■ **Task details**: Set down the records once more, please, exactly and with the pictures left out.

■ **Provided data**:
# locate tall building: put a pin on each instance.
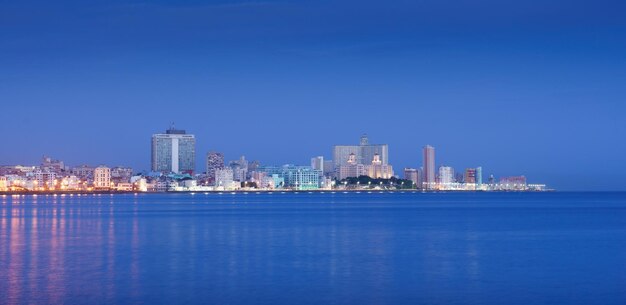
(413, 174)
(102, 177)
(470, 176)
(317, 163)
(378, 170)
(446, 175)
(364, 152)
(429, 166)
(224, 177)
(214, 161)
(240, 169)
(294, 177)
(174, 152)
(329, 168)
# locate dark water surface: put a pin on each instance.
(498, 248)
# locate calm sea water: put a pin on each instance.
(498, 248)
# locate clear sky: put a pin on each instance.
(529, 87)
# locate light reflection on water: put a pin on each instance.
(314, 248)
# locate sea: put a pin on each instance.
(314, 248)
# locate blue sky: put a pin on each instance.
(526, 87)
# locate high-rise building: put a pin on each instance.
(412, 174)
(240, 169)
(224, 177)
(174, 152)
(470, 176)
(102, 177)
(446, 175)
(295, 177)
(429, 166)
(214, 161)
(317, 163)
(378, 170)
(364, 152)
(329, 168)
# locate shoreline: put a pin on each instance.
(81, 193)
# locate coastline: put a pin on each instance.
(411, 191)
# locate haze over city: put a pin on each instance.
(537, 92)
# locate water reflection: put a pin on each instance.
(296, 249)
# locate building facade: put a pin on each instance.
(429, 166)
(174, 152)
(364, 152)
(412, 174)
(470, 176)
(102, 177)
(214, 161)
(224, 177)
(446, 175)
(317, 163)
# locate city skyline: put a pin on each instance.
(173, 167)
(528, 87)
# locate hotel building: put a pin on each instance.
(174, 152)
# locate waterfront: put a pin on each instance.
(287, 248)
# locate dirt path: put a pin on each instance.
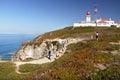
(53, 57)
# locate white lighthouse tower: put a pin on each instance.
(88, 17)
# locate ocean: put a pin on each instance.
(10, 43)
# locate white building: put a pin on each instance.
(99, 22)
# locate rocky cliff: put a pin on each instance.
(31, 50)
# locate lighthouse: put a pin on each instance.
(88, 17)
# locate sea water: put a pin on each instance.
(10, 43)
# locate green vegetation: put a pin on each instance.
(78, 63)
(7, 72)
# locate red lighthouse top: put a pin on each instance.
(88, 13)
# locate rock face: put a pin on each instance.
(35, 51)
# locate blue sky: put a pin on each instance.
(39, 16)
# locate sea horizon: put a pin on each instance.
(10, 43)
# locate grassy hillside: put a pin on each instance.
(80, 62)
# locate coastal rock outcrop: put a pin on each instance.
(31, 50)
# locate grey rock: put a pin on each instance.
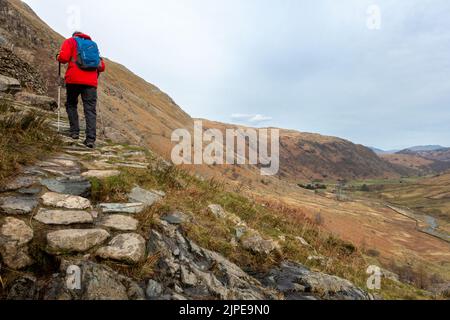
(19, 183)
(130, 208)
(98, 282)
(154, 289)
(258, 244)
(36, 101)
(9, 85)
(18, 205)
(66, 201)
(148, 198)
(72, 186)
(217, 211)
(60, 217)
(175, 218)
(119, 222)
(297, 282)
(14, 237)
(23, 288)
(75, 240)
(101, 174)
(129, 248)
(200, 273)
(115, 136)
(30, 191)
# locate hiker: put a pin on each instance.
(85, 66)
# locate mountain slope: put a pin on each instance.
(128, 103)
(134, 108)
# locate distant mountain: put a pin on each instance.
(379, 151)
(424, 148)
(426, 159)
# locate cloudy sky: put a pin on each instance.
(379, 75)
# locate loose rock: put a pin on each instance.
(128, 248)
(71, 186)
(130, 208)
(60, 217)
(74, 240)
(101, 174)
(119, 222)
(148, 198)
(14, 236)
(18, 205)
(298, 283)
(66, 201)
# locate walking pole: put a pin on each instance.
(59, 96)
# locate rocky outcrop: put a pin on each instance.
(9, 85)
(14, 237)
(18, 205)
(190, 271)
(14, 67)
(61, 217)
(37, 101)
(98, 282)
(56, 200)
(128, 248)
(74, 240)
(297, 282)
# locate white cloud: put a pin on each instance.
(251, 118)
(314, 62)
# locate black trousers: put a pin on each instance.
(89, 98)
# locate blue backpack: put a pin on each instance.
(88, 57)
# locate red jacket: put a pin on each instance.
(74, 74)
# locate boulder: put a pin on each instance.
(115, 136)
(66, 201)
(154, 290)
(75, 240)
(147, 198)
(297, 282)
(176, 218)
(19, 183)
(23, 288)
(60, 217)
(98, 282)
(73, 186)
(119, 222)
(18, 205)
(101, 174)
(9, 85)
(37, 101)
(217, 211)
(14, 237)
(129, 248)
(200, 273)
(258, 244)
(130, 208)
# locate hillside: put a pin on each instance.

■ **Solution to this problem**:
# locate tall building: put a pin on each instance.
(413, 174)
(102, 177)
(470, 176)
(317, 163)
(378, 170)
(446, 175)
(364, 152)
(429, 166)
(224, 177)
(214, 161)
(240, 169)
(294, 177)
(174, 152)
(329, 168)
# locate dark water surface: put a pin on each instance.
(498, 248)
# locate calm sea water: put a pin on each instance.
(498, 248)
# locate clear sky: put a pin on each instance.
(529, 87)
# locate light reflection on water: put a pin on each instance.
(314, 248)
# locate sea: put a pin on each instance.
(314, 248)
# locate blue sky: put a pin on each instance.
(526, 87)
# locate high-rise building: put a pin on each instance.
(412, 174)
(240, 169)
(224, 177)
(174, 152)
(470, 176)
(102, 177)
(446, 175)
(295, 177)
(429, 166)
(214, 161)
(317, 163)
(378, 170)
(364, 152)
(329, 168)
# locate shoreline: put a pin on each instance.
(81, 193)
# locate coastline: put a pin on each instance.
(411, 191)
# locate haze over city: put a pin on each instance.
(537, 92)
# locate water reflection: put a pin on each instance.
(296, 249)
# locate building facade: put a pin on each instance.
(429, 166)
(174, 152)
(364, 152)
(412, 174)
(470, 176)
(102, 177)
(214, 161)
(224, 177)
(446, 175)
(317, 163)
# locate city skyline: put a pin on each instance.
(173, 167)
(528, 87)
# locate hotel building: put a pin on each instance.
(174, 152)
# locate waterfront: put a pin on each instance.
(287, 248)
# locate dirt path: put a pin on each instance.
(53, 57)
# locate white lighthouse tower: put a pin on each instance.
(88, 17)
# locate ocean: put a pin on each instance.
(10, 43)
# locate white building: put a pin on each instance.
(99, 22)
# locate rocky cliff: put a pin on each instance.
(31, 50)
# locate lighthouse: put a pin on each instance.
(88, 17)
# locate sea water: put a pin on each instance.
(10, 43)
# locate green vegetation: put a pin on each instance.
(78, 63)
(7, 72)
# locate red lighthouse top: put a pin on each instance.
(88, 13)
# locate rock face: put a pin on each instance.
(35, 51)
# locate blue sky: put a pin on each instance.
(39, 16)
# locate sea horizon: put a pin on each instance.
(10, 43)
# locate grassy hillside: put a pin on each instance.
(80, 62)
# locate coastal rock outcrop: put a pin on each instance.
(31, 50)
# locate grey rock: put a pin on each instance.
(19, 183)
(130, 208)
(98, 282)
(154, 289)
(258, 244)
(36, 101)
(9, 85)
(18, 205)
(66, 201)
(148, 198)
(72, 186)
(217, 211)
(60, 217)
(175, 218)
(119, 222)
(297, 282)
(14, 237)
(23, 288)
(75, 240)
(101, 174)
(129, 248)
(200, 273)
(115, 136)
(30, 191)
# locate hiker: put a pin on each instance.
(85, 66)
# locate mountain slope: put a pin on each instance.
(128, 103)
(134, 108)
# locate distant mountain: put a pin on each instance.
(379, 151)
(424, 148)
(426, 159)
# locate cloudy sky: put a pin on each instance.
(379, 75)
# locate loose rock: put a pin on each instance.
(128, 248)
(71, 186)
(130, 208)
(60, 217)
(74, 240)
(101, 174)
(119, 222)
(148, 198)
(14, 236)
(18, 205)
(298, 283)
(66, 201)
# locate walking pole: put a pin on each instance.
(59, 96)
# locate rocky outcrop: put a pin on each instance.
(9, 85)
(14, 237)
(18, 205)
(190, 271)
(14, 67)
(61, 217)
(37, 101)
(98, 282)
(56, 200)
(128, 248)
(74, 240)
(297, 282)
# locate white cloud: put a pin on each instance.
(251, 118)
(314, 62)
# locate black trousers: put a pin on each instance.
(89, 98)
# locate blue backpack: put a pin on each instance.
(88, 57)
# locate red jacket: put a pin on each instance.
(74, 74)
# locate boulder: put a pin on each instance.
(115, 136)
(66, 201)
(154, 290)
(75, 240)
(147, 198)
(297, 282)
(176, 218)
(19, 183)
(23, 288)
(60, 217)
(98, 282)
(73, 186)
(119, 222)
(18, 205)
(101, 174)
(9, 85)
(37, 101)
(217, 211)
(14, 237)
(129, 248)
(200, 273)
(258, 244)
(130, 208)
# locate hillside: put a pin on each instance.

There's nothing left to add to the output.